Work to complete>
Please count the lines in the items below that contain the word "flag". Give only that number.
+ + + +
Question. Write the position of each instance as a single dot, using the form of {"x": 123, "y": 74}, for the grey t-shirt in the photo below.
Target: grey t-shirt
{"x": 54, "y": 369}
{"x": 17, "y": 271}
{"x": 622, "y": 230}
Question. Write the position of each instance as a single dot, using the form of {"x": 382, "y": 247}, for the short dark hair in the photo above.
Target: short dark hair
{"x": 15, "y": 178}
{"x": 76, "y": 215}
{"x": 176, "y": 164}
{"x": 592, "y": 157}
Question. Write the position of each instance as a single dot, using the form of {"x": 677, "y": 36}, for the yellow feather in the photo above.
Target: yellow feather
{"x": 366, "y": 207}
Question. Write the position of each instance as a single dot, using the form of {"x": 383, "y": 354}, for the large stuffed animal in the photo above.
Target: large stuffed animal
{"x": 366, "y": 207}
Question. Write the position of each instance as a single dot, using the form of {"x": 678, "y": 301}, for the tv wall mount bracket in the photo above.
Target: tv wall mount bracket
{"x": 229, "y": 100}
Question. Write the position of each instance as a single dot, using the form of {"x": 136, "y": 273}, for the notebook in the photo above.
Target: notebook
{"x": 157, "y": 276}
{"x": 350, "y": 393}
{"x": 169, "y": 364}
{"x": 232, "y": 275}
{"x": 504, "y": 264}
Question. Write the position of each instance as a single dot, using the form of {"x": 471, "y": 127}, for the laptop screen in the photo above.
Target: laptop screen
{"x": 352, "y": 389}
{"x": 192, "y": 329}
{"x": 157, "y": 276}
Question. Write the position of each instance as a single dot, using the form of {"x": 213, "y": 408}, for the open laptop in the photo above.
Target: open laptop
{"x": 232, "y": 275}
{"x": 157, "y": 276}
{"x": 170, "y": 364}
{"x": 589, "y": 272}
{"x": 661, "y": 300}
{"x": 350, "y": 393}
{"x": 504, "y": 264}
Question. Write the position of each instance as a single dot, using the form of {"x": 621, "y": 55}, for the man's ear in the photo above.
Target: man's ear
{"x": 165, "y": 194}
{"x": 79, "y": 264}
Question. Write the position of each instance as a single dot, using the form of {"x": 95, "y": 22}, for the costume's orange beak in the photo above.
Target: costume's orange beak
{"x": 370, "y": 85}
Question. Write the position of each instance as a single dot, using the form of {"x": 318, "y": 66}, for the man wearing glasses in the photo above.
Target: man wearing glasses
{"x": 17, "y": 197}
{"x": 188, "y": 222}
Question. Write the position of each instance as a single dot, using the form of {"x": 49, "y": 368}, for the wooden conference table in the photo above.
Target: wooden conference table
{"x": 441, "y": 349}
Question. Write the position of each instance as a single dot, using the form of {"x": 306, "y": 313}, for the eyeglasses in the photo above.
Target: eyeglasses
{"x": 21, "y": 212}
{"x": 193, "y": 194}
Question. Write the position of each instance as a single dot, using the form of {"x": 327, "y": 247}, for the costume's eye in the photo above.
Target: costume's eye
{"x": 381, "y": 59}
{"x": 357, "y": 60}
+ + + +
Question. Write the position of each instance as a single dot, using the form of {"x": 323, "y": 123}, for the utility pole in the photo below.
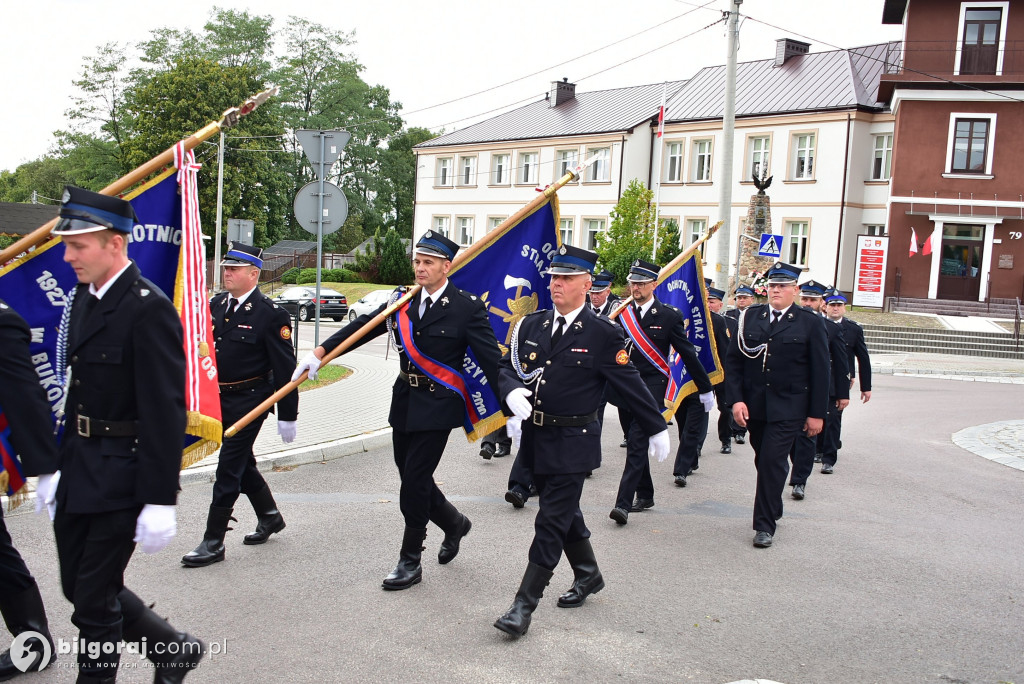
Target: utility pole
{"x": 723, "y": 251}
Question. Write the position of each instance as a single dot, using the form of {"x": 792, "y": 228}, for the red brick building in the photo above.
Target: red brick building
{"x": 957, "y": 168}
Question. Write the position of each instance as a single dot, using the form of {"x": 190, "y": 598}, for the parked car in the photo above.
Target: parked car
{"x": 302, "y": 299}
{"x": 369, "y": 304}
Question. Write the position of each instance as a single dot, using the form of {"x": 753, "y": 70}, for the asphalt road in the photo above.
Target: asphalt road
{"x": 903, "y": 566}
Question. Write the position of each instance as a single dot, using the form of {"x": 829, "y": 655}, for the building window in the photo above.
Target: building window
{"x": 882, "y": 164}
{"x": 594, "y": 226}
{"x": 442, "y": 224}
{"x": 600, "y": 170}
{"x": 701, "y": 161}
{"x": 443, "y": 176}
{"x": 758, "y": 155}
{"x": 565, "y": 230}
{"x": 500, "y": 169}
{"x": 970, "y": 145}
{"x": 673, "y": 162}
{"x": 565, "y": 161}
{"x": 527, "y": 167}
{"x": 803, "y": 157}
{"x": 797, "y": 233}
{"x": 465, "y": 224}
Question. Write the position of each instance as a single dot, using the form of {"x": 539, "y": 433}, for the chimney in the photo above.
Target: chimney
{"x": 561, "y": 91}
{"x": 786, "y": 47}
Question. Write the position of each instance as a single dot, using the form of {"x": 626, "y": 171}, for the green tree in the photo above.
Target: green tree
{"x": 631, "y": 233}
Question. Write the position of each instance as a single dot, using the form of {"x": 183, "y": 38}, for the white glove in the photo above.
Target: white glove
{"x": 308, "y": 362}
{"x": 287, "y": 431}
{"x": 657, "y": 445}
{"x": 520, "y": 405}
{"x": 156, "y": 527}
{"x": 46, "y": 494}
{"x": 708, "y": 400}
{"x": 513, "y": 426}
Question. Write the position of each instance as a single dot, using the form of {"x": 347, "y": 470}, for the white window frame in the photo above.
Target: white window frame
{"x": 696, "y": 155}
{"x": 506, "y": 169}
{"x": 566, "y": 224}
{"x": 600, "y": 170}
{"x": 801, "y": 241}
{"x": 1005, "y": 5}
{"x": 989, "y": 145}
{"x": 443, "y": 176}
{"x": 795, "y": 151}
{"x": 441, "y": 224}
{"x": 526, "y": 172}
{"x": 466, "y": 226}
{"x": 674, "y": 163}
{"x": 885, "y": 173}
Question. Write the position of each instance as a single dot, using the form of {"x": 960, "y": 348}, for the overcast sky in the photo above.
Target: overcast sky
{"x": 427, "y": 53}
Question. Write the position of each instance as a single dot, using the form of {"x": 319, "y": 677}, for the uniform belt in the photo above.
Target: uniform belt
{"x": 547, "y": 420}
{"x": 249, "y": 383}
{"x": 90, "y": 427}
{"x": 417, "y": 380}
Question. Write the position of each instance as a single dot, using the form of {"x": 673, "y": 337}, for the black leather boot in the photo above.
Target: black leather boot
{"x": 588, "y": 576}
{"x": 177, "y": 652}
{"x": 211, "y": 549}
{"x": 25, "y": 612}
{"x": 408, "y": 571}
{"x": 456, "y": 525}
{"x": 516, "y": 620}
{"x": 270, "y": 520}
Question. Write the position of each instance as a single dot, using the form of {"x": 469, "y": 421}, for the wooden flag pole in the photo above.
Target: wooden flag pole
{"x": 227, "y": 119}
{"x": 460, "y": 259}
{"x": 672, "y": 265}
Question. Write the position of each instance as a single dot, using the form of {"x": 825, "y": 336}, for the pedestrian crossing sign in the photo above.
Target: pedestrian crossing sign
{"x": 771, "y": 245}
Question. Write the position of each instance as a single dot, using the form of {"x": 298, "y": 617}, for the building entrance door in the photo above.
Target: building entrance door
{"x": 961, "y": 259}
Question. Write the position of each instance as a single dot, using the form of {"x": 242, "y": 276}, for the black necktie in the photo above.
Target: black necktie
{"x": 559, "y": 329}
+ + + +
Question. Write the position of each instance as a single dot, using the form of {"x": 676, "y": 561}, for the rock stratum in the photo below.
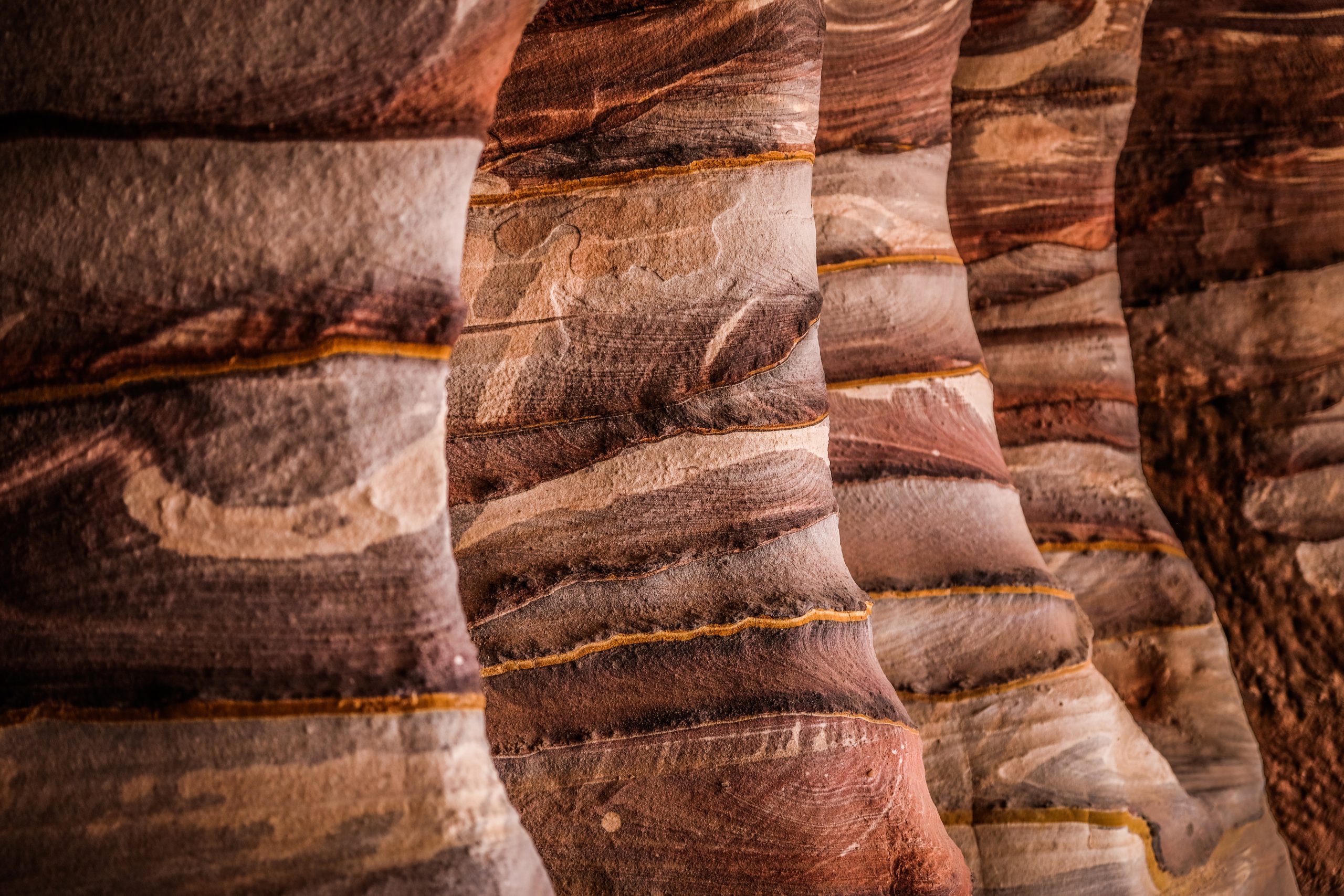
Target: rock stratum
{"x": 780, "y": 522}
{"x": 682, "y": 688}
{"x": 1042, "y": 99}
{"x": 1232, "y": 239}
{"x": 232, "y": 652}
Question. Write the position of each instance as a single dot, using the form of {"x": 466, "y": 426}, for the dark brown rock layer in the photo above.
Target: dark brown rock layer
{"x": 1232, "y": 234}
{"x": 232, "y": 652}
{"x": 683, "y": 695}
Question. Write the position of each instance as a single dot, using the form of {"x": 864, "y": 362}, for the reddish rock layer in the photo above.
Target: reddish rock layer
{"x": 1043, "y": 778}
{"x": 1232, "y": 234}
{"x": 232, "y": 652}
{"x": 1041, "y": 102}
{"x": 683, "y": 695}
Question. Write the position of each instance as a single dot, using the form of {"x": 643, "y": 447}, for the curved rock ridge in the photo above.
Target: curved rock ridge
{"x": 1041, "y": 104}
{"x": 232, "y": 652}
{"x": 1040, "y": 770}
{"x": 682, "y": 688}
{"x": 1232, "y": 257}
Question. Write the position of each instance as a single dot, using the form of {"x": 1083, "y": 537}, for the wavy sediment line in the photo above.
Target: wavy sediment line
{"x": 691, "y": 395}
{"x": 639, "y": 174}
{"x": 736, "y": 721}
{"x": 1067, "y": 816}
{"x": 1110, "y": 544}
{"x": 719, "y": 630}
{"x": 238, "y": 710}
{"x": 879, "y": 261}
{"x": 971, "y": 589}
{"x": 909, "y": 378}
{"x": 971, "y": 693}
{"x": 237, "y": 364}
+ + + +
Answer for this exercise>
2